• **PROMPT**: Count the lines of the data below that contain the string "vest", where upper and lower case must match. Reply with the number alone.

Coordinate annotation entries:
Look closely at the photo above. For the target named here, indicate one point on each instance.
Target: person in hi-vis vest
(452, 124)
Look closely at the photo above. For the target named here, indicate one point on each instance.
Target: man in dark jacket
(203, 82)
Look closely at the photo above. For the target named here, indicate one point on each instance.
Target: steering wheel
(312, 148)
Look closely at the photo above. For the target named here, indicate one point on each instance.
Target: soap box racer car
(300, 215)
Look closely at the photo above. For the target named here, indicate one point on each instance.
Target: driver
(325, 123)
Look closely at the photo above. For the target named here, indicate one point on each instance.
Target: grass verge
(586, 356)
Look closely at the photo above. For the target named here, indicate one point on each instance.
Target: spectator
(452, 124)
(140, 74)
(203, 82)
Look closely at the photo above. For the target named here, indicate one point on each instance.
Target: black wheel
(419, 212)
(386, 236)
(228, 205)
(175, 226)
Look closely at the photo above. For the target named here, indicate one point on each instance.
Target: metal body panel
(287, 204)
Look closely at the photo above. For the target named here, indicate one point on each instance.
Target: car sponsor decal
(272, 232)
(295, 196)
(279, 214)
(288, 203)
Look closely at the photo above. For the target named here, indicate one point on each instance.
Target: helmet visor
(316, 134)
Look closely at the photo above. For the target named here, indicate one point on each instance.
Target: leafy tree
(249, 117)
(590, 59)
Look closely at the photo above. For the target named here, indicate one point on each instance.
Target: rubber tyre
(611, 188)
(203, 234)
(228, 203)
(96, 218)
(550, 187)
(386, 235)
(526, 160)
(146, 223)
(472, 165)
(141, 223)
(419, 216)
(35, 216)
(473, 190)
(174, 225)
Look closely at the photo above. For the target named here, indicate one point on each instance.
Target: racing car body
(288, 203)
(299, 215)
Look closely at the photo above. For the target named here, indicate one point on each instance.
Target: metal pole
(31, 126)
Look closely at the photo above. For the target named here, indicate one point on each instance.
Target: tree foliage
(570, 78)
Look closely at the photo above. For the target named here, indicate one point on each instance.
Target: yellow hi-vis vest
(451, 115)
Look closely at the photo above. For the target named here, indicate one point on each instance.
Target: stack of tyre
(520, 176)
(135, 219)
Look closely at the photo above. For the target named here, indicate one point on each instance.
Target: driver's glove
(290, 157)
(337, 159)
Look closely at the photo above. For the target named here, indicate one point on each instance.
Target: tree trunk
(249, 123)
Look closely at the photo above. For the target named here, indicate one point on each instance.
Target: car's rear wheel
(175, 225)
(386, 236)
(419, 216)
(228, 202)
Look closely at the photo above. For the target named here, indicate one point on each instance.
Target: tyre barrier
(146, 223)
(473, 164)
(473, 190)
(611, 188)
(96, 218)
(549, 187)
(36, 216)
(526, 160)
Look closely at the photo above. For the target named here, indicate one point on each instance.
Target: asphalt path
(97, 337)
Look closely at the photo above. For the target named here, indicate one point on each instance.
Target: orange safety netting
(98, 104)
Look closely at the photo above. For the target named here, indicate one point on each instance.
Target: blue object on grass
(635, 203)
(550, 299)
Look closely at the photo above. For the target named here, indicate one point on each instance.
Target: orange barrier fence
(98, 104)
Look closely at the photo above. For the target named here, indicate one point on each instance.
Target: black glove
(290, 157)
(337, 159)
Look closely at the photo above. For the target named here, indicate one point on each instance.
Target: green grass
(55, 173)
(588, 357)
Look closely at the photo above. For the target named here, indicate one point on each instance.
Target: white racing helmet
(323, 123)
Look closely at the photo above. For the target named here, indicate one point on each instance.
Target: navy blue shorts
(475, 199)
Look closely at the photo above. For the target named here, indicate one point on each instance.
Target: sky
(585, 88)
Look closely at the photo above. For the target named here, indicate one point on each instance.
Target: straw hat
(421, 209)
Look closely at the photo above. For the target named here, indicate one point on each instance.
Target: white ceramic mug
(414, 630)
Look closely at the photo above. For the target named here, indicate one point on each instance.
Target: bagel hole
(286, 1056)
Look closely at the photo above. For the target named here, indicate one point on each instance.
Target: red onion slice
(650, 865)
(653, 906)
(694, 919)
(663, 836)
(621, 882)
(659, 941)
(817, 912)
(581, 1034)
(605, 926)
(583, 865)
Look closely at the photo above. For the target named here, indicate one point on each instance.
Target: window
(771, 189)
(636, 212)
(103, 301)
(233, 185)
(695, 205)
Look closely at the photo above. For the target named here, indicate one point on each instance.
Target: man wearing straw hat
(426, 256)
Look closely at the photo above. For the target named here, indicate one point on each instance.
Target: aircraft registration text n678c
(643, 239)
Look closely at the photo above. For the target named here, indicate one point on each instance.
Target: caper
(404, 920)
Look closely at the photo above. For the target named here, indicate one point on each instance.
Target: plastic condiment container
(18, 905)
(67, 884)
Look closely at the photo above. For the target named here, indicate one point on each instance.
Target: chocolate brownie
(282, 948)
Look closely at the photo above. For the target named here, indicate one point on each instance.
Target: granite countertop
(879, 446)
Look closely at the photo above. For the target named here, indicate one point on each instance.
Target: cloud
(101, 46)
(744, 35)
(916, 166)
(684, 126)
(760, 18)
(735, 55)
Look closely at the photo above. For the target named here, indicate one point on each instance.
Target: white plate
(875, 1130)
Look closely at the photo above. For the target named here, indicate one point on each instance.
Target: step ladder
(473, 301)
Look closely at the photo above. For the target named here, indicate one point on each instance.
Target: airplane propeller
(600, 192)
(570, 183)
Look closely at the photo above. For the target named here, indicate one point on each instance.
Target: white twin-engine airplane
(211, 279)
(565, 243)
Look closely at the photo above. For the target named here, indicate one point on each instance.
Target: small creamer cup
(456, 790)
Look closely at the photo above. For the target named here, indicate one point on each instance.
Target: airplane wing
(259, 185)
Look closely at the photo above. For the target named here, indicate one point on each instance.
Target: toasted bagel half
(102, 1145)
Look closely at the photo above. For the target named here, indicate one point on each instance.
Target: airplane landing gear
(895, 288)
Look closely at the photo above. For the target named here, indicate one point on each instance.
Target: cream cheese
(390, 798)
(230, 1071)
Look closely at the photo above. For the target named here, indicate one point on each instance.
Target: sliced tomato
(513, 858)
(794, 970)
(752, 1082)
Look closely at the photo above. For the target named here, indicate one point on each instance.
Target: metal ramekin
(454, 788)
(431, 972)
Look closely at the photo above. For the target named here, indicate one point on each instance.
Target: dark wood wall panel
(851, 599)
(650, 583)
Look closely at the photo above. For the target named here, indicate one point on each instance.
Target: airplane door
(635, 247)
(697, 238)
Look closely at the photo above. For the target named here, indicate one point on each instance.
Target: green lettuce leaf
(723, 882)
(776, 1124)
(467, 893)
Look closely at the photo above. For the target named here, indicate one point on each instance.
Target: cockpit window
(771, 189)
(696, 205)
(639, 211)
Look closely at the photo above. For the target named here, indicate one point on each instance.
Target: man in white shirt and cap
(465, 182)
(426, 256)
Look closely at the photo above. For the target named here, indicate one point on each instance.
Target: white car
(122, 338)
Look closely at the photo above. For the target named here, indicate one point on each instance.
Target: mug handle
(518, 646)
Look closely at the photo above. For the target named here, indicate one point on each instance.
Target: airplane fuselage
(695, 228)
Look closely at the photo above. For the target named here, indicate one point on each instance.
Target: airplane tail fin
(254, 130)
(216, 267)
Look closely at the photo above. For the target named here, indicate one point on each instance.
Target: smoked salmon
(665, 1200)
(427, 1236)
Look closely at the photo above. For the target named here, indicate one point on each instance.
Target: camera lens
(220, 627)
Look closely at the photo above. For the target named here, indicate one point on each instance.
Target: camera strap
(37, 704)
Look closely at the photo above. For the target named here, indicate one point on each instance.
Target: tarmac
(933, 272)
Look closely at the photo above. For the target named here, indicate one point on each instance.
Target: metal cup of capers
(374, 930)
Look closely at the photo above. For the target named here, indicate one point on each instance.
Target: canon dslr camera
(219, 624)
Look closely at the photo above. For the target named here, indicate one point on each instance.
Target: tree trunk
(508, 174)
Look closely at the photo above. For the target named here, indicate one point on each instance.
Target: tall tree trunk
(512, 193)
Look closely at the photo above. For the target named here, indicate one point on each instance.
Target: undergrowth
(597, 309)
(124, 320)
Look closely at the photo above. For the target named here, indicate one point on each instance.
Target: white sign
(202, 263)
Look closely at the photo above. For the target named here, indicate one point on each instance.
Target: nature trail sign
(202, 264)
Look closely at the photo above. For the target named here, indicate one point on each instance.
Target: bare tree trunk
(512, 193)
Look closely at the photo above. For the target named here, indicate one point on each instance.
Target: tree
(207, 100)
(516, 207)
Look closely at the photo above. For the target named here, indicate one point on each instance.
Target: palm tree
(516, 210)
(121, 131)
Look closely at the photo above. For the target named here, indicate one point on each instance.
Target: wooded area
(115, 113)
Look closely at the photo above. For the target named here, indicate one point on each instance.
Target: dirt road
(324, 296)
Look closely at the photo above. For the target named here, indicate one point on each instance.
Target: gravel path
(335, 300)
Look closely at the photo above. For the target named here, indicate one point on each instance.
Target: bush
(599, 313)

• **PROBLEM SOLUTION**: 2